**Problem to solve**
Tally the lines of the records below that contain the string "sweater", treating uppercase and lowercase as different. Reply with only the number.

Pointing records
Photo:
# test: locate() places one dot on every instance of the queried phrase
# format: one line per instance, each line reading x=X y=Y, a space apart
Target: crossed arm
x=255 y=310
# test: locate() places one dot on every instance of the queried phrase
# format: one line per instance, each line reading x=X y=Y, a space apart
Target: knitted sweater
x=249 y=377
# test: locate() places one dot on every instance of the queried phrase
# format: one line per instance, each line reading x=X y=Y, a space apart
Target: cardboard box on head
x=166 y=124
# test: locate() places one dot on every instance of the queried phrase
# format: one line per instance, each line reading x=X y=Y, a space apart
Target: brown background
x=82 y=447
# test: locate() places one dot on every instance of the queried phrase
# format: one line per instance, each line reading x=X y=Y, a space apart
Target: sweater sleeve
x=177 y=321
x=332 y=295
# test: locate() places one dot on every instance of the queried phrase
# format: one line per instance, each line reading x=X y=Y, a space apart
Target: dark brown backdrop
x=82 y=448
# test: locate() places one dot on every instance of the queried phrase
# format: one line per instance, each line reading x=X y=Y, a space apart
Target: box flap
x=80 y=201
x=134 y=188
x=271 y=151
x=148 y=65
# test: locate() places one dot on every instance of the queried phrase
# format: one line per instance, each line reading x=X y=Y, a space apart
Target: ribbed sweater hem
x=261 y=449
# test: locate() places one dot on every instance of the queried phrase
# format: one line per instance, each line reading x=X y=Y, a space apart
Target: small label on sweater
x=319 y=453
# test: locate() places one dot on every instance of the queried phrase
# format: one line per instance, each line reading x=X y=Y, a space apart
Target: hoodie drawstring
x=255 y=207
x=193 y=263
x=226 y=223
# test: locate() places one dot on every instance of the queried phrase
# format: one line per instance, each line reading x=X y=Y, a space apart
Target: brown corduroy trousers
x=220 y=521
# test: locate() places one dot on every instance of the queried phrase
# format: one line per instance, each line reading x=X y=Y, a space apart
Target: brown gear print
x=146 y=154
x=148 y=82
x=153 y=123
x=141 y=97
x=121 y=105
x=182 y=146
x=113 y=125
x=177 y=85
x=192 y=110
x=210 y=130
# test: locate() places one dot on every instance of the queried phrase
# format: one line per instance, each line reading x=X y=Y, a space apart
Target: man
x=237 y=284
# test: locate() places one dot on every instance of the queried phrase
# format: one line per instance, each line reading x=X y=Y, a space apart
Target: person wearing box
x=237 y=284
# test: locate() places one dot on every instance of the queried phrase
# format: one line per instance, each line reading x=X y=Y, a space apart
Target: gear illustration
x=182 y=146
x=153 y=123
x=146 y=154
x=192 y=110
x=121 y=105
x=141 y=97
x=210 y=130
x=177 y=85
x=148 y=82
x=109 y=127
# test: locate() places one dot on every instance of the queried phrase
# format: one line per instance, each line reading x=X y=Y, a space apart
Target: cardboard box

**Exercise output**
4